**Try it:** Show all lines containing "shape" from the data below.

**Study material:**
###

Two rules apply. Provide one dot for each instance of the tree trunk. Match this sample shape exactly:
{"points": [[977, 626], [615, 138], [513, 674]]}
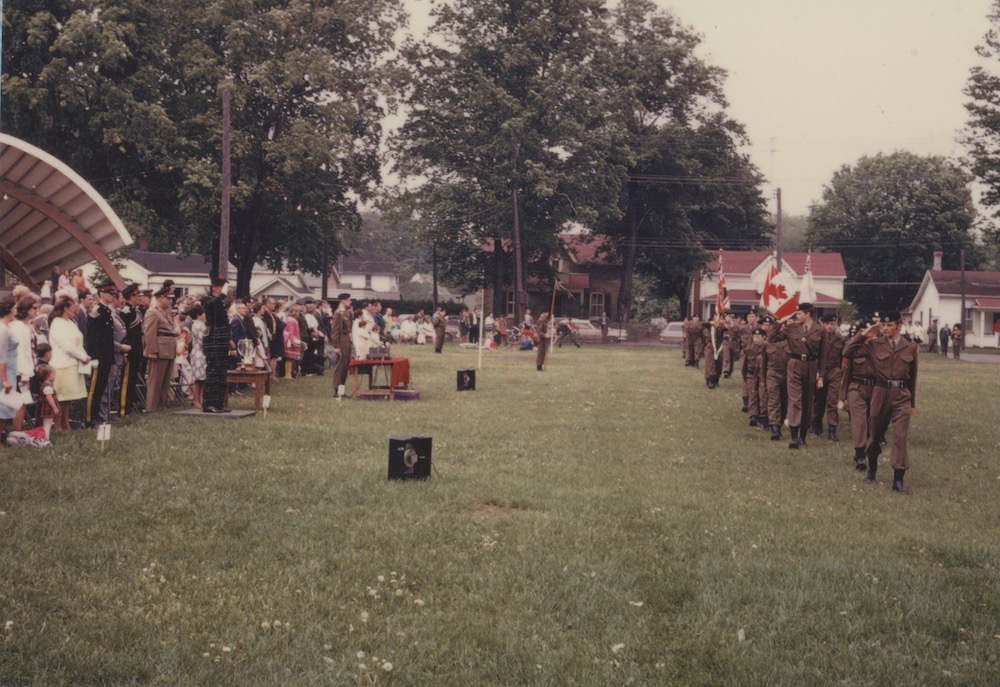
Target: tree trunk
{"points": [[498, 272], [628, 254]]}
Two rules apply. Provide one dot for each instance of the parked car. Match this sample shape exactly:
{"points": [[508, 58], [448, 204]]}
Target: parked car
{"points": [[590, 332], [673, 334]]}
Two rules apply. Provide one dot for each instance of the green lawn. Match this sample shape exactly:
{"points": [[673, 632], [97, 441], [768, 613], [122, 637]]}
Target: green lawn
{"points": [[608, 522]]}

###

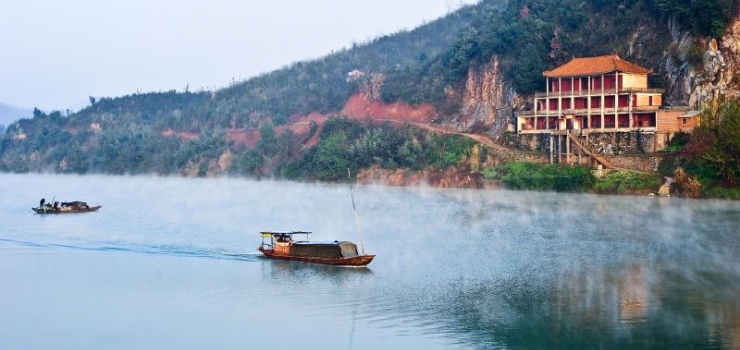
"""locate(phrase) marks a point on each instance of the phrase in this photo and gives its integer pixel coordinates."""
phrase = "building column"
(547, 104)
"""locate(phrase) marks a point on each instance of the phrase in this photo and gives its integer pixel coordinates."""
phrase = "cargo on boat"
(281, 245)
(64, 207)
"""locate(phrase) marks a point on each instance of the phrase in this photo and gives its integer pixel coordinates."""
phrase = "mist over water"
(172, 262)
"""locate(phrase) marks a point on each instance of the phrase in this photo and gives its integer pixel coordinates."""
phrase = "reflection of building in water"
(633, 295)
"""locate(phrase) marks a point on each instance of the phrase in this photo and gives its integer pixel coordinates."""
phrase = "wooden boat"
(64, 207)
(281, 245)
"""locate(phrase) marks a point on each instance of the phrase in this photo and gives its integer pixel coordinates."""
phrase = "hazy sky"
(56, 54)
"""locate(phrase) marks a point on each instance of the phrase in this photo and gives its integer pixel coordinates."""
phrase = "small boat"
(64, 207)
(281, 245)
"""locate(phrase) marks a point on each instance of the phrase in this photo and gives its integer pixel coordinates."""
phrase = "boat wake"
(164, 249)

###

**Response area:**
Two rules apply. Provide one dot for each instance of the tree trunk. Match this sample shape exactly:
Two rules apply. Provide one dot for each instance of the parked car. Match this sample shape exactly:
Two rules apply. Provide one dot for each instance of the green lawn. Match this sample shape exactly:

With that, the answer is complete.